JOBS:
a. Translate this sentence from the set-off judgment excerpt into Spanish: "When a plea in the nature of equitable set-off is raised it is not done as of right and the discretion lies with the Court to entertain and allow such plea or not to do so."
b. Using the set-off judgment excerpt, mark each statement yes or no and quote the deciding words: (i) Order VIII Rule 6 of the Code of Civil Procedure, 1908 deals with equitable set-off. (ii) The Answer Key gives option (4) as the correct answer. (iii) The question specifies which kind of set-off it refers to.
BEGIN TEXT EXCERPT
53. According to the petitioners, option (1) [As a set off] is the correct answer. But, the Answer Key shows option (4) [None of the above] to be the correct answer.
54. There can be a legal set-off and an equitable set-off. The question does not specify which. Therefore, it must be presumed that it refers to both kinds of set-off. Order VIII Rule 6 of the Code of Civil Procedure, 1908 deals with legal set-off. But, independent of the provisions of the said Code, there also exists the concept of equitable set-off. This would be clear from the following observations of the Supreme Court in Union of India v. Karam Chand Thapar & Bros. (Coal Sales) Ltd. : (2004) 3 SCC 504, with reference to the provisions of Order VIII Rule 6 of the said Code:—
“17. Sub-rule (1) of Rule 6 of Order 8 of the CPC provides as under:
“6. Particulars of set-off to be given in written statement.— (1) Where in a suit for the recovery of money the defendant claims to set-off against the plaintiffs demand any ascertained sum of money legally recoverable by him from the plaintiff, not exceeding the pecuniary limits of the jurisdiction of the Court, and both parties fill the same character as they fill in the plaintiff’s suit, the defendant may, at the first hearing of the suit, but not afterward unless permitted by the Court, present a written statement containing the particulars of the debt sought to be set-off.”
18. What the rule deals with is legal set-off. The claim sought to be set-off must be for an ascertained sum of money and legally recoverable by the claimant. What is more significant is that both the parties must fill the same character in respect of the two claims sought to be set-off or adjusted. Apart from the rule enacted in Rule 6 abovesaid there exists a right to set-off, called equitable, independently of the provisions of the Code. Such mutual debts and credits or cross-demands, to be available for extinction by way of equitable set-off, must have arisen out of the same transaction or ought to be so connected in their nature and circumstances as to make it inequitable for the Court to allow the claim before it and leave the defendant high and dry for the present unless he files a cross-suit of his own. When a plea in the nature of equitable set-off is raised it is not done as of right and the discretion lies with the Court to entertain and allow such plea or not to do so.”
55. Once it is clear that there can be two kinds of set-offs and that the question does not distinguish between either of them, what needs to be seen is whether in either case a time barred claim can be claimed as a set-off. A Division Bench of the Calcutta High Court in the case of Peerless General Finance and Investment Co. Ltd. v. Jitendra Kumar Khan : 2004 (4) CHN 255 noted as under:—
“14. In the case of Ramdhari Singh, reported at 19 CWN 1183, also a Division Bench judgement, it was opined that the right of set-off exists not only in cases of mutual debits and credits but also where cross-demands arise out of the same transaction or are so connected in their nature and circumstances as to make it inequitable that the plaintiff should recover and the defendant be driven to a cross-suit. It was also said there that an equitable set-off is to be permitted in the defendants’ pleadings “more specially when a fresh suit, may be barred by limitation”.
(underlining added)
END TEXT EXCERPT
BEGIN DATA LINES
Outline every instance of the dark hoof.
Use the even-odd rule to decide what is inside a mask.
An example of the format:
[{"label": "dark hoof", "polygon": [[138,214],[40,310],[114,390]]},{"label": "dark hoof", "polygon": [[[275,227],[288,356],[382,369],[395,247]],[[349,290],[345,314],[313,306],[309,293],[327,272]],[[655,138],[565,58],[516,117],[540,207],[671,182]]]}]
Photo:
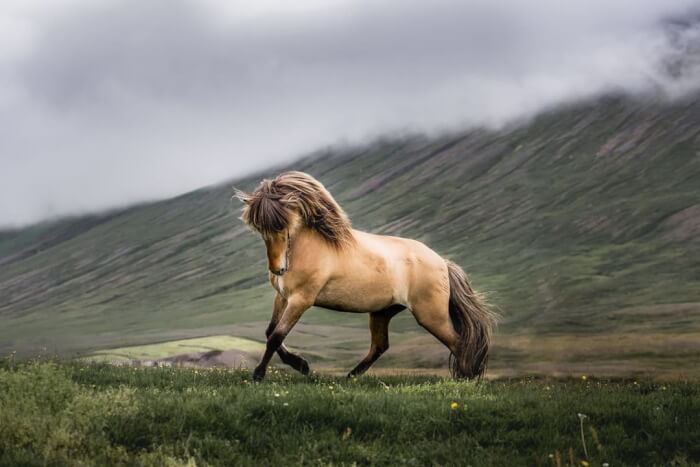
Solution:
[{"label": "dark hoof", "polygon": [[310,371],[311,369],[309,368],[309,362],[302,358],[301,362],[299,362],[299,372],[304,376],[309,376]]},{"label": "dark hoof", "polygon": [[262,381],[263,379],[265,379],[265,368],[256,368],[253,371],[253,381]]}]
END DATA LINES
BEGIN DATA LINES
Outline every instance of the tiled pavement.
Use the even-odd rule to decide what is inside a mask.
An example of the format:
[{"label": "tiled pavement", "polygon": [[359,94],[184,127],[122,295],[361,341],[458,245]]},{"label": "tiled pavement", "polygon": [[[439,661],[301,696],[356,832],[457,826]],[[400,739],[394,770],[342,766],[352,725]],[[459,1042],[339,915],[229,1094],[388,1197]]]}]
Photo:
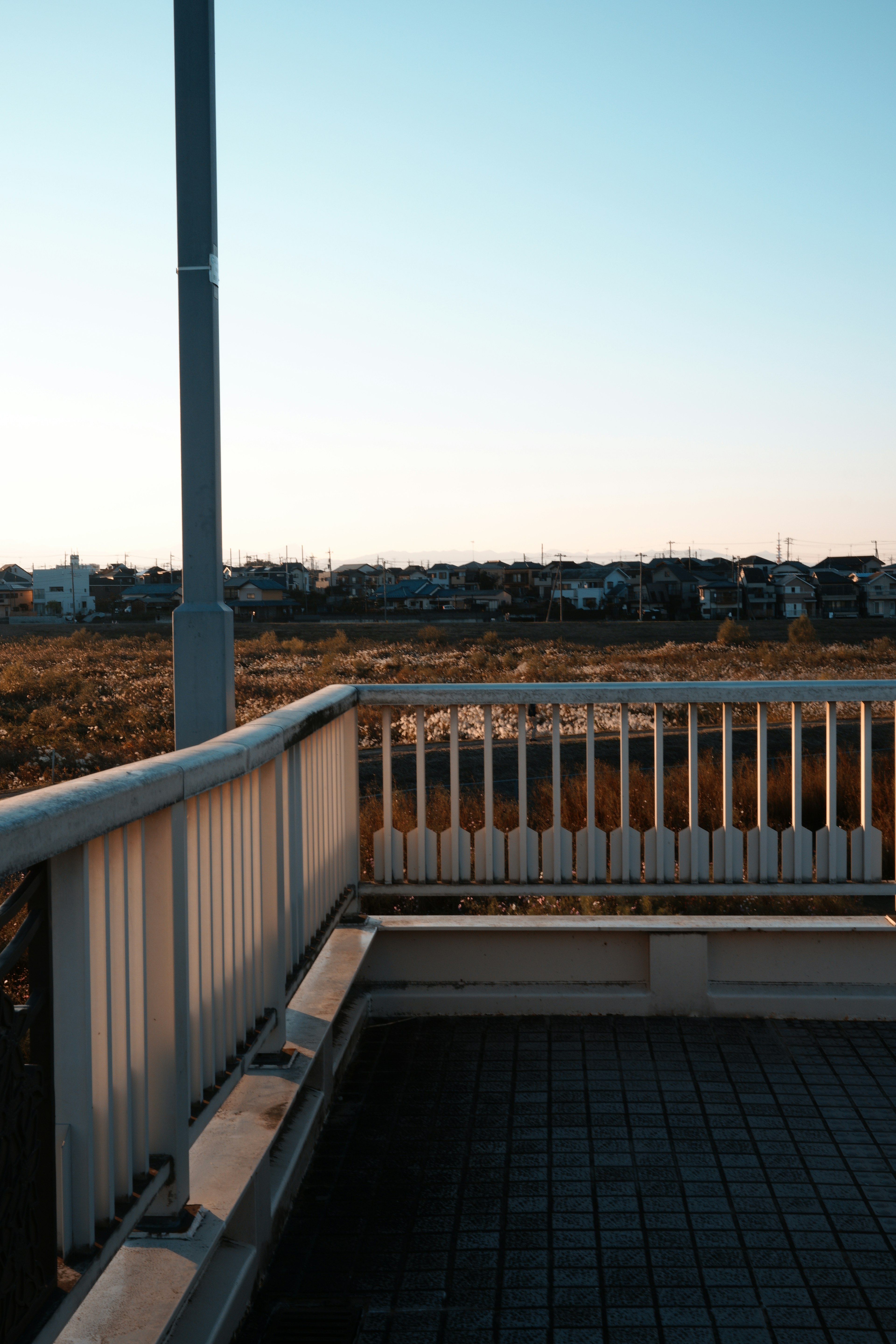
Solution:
END DATA LINES
REPLIES:
a. Cuando se plantea una alegación de la naturaleza de una compensación equitativa, no se hace como cuestión de derecho, y corresponde al Tribunal, a su discreción, admitir y aceptar dicha alegación o no hacerlo.

b.
(i) No: "Order VIII Rule 6 of the Code of Civil Procedure, 1908 deals with legal set-off."
(ii) Yes: "the Answer Key shows option (4) [None of the above] to be the correct answer."
(iii) No: "The question does not specify which."